Point localization data
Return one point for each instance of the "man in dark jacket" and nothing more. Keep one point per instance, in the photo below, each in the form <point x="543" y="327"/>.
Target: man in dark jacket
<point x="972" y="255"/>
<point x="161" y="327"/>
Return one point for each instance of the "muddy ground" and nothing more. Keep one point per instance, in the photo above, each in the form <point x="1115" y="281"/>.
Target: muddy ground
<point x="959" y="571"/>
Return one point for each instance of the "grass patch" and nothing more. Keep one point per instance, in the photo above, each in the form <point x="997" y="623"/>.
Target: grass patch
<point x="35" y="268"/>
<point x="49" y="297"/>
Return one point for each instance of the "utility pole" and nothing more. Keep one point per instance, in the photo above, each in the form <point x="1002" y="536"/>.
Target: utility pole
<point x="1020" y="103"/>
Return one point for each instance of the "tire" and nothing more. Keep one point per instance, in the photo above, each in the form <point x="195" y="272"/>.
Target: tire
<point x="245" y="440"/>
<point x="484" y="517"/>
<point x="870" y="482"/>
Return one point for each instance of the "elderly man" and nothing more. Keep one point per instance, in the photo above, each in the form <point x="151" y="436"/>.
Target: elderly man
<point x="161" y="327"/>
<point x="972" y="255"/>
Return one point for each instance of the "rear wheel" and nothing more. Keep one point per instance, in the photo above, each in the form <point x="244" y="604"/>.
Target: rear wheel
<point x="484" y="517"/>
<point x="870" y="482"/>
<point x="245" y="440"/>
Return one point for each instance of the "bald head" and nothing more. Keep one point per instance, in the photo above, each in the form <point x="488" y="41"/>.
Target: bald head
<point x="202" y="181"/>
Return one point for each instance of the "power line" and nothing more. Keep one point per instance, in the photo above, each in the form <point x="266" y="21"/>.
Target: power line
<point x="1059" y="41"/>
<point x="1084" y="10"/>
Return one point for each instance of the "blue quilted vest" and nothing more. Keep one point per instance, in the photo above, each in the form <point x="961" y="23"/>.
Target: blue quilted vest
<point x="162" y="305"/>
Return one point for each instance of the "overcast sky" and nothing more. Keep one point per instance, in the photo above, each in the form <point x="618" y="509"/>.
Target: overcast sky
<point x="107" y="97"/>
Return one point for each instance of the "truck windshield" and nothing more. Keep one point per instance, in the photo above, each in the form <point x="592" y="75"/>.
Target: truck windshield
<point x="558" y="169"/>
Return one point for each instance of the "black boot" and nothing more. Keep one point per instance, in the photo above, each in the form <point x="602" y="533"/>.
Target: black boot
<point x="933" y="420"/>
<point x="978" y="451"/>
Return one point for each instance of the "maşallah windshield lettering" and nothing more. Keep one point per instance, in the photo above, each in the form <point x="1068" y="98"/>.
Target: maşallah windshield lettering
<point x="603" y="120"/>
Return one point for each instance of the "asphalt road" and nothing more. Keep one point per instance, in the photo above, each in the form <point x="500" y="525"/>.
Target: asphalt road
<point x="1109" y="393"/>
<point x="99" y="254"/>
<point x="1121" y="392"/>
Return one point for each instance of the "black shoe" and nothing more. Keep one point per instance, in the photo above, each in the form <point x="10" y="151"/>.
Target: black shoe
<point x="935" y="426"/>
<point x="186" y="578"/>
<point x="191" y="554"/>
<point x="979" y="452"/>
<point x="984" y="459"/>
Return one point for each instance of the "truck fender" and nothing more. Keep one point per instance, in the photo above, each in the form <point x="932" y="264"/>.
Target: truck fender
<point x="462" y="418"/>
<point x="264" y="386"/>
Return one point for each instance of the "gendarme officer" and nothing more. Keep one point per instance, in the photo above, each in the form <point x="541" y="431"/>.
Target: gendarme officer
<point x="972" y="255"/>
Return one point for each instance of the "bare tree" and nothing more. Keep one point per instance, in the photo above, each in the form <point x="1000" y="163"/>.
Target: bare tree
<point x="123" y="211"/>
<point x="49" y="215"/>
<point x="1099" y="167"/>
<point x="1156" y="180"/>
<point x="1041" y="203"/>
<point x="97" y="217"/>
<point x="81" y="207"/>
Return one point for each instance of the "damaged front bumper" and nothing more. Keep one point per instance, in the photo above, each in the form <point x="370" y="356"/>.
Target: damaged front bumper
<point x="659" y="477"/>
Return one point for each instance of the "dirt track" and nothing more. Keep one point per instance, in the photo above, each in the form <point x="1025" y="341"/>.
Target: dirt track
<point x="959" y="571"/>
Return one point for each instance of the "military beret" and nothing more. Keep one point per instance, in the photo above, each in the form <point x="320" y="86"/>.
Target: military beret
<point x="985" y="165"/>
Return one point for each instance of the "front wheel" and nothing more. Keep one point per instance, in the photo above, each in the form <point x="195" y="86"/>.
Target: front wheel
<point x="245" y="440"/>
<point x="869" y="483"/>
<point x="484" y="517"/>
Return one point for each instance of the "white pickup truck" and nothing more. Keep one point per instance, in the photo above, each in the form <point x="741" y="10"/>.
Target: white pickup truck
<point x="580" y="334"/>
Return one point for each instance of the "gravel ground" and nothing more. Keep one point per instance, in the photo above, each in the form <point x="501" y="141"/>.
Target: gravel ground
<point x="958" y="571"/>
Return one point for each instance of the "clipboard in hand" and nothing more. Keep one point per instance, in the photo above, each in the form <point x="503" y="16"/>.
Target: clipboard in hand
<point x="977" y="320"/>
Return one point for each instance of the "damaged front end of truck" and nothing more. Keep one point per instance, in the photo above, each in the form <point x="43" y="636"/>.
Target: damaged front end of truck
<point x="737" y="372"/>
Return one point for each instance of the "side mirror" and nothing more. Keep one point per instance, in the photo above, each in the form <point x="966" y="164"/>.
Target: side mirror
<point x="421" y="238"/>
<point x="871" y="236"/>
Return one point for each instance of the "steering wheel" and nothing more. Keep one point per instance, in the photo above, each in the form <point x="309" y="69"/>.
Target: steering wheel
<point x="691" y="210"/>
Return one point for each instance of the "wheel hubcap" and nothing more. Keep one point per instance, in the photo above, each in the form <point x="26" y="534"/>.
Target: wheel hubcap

» **WORK TASK**
Within the entries above, find each line where "hubcap" appears; copy every one.

» **EXERCISE SOLUTION**
Return one point for each instance of the "wheel hubcap" and nothing more. Keep one point per instance, in the photo above, each in the form <point x="26" y="534"/>.
Target: wheel hubcap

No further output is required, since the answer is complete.